PAGE:
## Begin

"Ego" is a song performed by English musician Elton John released in early 1978 as a standalone single. It was written by John and Bernie Taupin.

Background
The song was originally written during the sessions for his 1976 album Blue Moves, but was left out. Elton said of the song by the time of its release:

"Ego was just something I had lying around, and I wanted to release it for a long time. Unfortunately, the time wasn't right. It's been disappointing. I really had hoped it would do well because I really liked it. I wrote the song jointly with Bernie Taupin, and we never thought of it as an autobiography until it came out. It's about the silliness of rock 'n' roll stars, and the video film was supposed to show just how stupid rock 'n' roll can be. It's the grotesque side of rock 'n' roll. And it's turned out to be one of the most sincere songs we've ever written."

It starts with a rollicking piano accompanied by a train whistle, making it sound like there's a train rolling down a track. The song then goes into a steady 4/4 beat, then breaks down and goes to the chorus. Later in the song it transforms into an uptempo waltz and then reverts to 4/4. It features synthesizers, and even carnival-esque organs, unusual for its time.

Release
It was released as a single in early 1978, and did not appear on the album released in the same year, A Single Man. John played this song live from 1978 up until 1980. The single reached #34 in both the UK
and the US.

## End

GIVEN PROBLEM A:
In the records, switch "Query" to "Label" in the lines starting at "Note to the class: mark the white smoke" and ending at "(1192, 541)", and write out only those lines with everything else unchanged.
The text about the song and the records that come after it are unrelated material.

TASK INPUT:
## Begin

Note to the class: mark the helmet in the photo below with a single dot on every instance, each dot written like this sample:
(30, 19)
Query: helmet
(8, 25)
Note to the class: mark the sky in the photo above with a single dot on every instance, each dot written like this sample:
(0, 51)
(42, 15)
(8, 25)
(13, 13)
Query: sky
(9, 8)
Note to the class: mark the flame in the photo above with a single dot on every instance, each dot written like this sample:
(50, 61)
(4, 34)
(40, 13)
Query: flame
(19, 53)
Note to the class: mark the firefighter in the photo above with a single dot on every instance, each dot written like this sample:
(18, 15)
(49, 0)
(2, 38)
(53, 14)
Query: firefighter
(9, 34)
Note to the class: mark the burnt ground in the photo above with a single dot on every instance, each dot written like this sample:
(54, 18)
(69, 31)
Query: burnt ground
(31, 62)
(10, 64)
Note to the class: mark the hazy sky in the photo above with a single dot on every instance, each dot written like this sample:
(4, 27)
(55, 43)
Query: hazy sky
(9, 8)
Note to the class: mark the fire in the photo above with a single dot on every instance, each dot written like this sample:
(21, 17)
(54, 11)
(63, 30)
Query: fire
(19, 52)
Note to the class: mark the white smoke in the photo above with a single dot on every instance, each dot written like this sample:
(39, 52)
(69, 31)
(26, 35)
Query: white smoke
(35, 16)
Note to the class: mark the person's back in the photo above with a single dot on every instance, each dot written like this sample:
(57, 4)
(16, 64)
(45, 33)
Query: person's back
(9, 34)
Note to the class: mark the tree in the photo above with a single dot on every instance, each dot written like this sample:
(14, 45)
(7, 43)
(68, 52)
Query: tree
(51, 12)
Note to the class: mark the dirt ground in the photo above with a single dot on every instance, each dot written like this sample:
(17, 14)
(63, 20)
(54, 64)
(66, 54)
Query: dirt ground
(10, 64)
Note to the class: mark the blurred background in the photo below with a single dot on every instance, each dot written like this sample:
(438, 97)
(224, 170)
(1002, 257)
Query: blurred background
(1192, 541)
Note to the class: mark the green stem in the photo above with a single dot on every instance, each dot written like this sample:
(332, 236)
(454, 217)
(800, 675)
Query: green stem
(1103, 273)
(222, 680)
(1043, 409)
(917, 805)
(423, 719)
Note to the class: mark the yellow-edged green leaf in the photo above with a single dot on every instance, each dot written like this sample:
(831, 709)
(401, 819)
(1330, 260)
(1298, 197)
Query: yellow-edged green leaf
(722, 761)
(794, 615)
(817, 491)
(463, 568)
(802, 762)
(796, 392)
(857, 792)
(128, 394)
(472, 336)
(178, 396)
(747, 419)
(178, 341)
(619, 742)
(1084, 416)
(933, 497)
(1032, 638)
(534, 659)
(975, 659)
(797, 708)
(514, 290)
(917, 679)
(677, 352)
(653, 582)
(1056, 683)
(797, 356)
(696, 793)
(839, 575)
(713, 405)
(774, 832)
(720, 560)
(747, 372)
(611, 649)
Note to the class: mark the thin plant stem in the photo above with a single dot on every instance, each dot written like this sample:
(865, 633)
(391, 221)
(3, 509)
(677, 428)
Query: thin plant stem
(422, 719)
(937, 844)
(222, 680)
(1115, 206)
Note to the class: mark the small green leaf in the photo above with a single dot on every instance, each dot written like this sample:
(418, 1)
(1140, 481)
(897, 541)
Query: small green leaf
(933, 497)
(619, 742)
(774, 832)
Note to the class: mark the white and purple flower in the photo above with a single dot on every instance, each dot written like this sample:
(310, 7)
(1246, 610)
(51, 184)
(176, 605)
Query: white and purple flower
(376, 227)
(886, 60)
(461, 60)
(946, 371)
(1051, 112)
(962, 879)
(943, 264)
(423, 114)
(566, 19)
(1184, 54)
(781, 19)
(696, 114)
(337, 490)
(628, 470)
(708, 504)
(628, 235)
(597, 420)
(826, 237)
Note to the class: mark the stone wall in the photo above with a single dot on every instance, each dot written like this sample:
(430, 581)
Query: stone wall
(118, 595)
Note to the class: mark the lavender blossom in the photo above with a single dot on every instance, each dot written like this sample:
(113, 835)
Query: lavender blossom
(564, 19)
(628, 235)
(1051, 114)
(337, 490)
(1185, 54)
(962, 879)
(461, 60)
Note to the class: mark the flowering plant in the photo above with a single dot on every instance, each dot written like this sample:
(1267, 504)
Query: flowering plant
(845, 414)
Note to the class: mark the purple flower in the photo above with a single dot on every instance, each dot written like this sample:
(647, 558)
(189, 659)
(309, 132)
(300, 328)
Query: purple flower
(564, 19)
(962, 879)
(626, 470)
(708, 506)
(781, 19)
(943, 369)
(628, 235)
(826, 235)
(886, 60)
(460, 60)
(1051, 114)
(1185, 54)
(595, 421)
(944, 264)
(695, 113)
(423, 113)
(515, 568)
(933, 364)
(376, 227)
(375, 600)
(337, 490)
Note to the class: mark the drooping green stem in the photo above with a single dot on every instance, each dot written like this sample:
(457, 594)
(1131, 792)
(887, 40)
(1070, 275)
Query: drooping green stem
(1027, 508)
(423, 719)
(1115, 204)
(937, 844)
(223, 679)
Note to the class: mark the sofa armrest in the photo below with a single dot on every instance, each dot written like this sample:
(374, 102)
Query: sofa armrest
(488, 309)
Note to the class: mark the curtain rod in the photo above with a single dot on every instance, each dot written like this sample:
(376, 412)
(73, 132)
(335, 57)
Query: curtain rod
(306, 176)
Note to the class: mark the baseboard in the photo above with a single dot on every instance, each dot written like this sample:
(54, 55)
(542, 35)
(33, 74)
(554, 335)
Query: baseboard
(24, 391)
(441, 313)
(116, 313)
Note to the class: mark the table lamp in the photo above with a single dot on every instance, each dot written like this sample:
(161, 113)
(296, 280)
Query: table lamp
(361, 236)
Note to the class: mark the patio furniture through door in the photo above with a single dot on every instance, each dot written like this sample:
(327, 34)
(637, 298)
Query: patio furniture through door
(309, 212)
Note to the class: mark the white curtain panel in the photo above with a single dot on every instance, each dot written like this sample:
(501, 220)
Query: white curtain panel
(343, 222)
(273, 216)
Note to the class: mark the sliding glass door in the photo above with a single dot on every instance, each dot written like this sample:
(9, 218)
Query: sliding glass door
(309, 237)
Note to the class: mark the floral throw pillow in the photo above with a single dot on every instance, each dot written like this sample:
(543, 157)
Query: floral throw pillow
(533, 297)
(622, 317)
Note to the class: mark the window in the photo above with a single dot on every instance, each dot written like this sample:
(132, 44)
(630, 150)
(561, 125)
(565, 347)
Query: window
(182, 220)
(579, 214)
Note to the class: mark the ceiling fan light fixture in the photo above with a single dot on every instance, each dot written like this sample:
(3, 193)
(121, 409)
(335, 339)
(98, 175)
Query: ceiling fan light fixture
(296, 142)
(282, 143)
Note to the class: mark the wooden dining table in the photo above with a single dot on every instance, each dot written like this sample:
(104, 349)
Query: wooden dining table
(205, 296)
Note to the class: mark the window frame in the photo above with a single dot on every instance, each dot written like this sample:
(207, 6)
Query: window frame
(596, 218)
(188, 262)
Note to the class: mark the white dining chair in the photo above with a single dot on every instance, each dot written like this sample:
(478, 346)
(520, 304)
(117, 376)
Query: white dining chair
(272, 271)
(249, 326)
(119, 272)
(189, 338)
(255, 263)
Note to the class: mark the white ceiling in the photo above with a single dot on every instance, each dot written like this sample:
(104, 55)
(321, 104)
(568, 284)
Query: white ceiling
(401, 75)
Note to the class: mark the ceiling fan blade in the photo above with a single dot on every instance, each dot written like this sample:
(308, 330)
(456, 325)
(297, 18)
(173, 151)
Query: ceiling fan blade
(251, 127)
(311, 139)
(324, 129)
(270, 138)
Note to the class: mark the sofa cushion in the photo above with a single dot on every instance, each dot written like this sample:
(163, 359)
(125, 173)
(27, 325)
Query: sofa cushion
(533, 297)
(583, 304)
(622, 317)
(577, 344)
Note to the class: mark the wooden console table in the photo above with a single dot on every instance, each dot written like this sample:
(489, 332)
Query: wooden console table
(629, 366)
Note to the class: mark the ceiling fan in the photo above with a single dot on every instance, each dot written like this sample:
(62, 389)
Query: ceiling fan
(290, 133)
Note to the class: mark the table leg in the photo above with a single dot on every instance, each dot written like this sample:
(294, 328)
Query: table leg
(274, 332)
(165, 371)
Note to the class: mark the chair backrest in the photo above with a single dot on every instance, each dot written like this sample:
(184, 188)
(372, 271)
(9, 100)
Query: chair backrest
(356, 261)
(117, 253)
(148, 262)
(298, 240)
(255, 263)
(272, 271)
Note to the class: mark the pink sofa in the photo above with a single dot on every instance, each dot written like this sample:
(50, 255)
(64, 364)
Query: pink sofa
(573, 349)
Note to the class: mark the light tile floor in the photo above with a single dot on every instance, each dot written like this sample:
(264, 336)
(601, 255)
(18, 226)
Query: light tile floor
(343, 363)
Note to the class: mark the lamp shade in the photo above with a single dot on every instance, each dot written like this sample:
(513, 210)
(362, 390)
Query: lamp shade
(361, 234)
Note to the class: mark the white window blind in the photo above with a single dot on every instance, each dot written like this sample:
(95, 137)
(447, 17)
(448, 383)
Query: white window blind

## End

GIVEN PROBLEM B:
Resume the piece on the Elton John song "Ego" after its last sentence.

WRITTEN ANSWER A:
Note to the class: mark the white smoke in the photo above with a single dot on every instance, each dot written like this sample:
(39, 52)
(69, 31)
(26, 35)
Label: white smoke
(35, 16)
Note to the class: mark the person's back in the photo above with a single dot on every instance, each dot written like this sample:
(57, 4)
(16, 64)
(45, 33)
Label: person's back
(9, 34)
Note to the class: mark the tree in the photo above with a single dot on every instance, each dot written like this sample:
(14, 45)
(7, 43)
(68, 52)
Label: tree
(51, 12)
Note to the class: mark the dirt ground in the photo above with a single dot on every instance, each dot written like this sample:
(17, 14)
(63, 20)
(54, 64)
(66, 54)
Label: dirt ground
(10, 64)
Note to the class: mark the blurred background in the photo below with a single dot on every instance, each dot written like this sample:
(438, 97)
(224, 170)
(1002, 257)
Label: blurred background
(1192, 541)

WRITTEN ANSWER B:
The song was not available on CD until the 1990 release of To Be Continued.... Later, in remastered form, it was added to the reissue of A Single Man along with four B-sides from the era.

Reception
Cash Box said that the "piano licks resemble Keystone Cop silent film score" and praised the vocals and guitar playing. Record World called it "one of [John's] most complex songs," with "ironic lyrics and unusual chord progressions to make a powerful point."

Music video
A music video was made, directed by Michael Lindsay-Hogg, features John Emberton who played Elton John as a small boy in the video acting out a scene from Romeo & Juliet. John Emberton's sister Penny played a member of the audience.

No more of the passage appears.